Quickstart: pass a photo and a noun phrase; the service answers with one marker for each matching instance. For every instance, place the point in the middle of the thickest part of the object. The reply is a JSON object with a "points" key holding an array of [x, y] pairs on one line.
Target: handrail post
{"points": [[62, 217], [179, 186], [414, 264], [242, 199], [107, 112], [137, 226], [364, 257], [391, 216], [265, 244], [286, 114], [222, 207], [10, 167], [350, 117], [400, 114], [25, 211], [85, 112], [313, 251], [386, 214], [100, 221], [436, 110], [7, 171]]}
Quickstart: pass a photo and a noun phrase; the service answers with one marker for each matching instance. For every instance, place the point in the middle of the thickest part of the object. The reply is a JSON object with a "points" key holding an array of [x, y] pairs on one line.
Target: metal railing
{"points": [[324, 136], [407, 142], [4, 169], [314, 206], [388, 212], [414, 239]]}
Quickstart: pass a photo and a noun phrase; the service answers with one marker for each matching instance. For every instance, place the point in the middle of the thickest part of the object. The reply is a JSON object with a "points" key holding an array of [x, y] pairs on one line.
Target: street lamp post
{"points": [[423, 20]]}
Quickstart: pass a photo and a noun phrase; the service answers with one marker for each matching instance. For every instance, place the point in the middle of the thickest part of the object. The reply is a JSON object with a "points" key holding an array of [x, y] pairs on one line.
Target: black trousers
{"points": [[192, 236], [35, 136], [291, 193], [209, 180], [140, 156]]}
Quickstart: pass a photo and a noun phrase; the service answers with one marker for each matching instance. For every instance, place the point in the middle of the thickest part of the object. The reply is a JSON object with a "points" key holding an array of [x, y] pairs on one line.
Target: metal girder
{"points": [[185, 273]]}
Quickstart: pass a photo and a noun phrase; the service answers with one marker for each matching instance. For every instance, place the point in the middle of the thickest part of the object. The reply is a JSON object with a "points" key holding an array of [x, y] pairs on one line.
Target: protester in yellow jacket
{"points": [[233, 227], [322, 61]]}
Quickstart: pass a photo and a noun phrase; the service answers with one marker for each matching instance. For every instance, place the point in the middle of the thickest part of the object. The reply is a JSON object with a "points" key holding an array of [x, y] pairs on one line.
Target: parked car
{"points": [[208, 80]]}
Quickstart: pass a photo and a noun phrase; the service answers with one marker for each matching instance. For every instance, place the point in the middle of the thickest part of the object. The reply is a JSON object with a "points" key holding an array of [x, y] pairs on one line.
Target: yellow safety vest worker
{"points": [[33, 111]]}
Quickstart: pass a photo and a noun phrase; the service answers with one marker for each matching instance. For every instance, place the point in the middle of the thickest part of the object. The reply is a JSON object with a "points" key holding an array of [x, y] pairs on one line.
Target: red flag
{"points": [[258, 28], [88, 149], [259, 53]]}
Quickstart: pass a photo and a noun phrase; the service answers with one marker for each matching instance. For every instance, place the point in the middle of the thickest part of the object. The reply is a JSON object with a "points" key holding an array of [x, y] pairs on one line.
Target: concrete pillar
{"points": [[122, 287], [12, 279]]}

******

** Problem description **
Which rows above contain the string "metal" with its case matching? Copy out each of those lines.

** Answer for this exercise **
Target: metal railing
Target: metal girder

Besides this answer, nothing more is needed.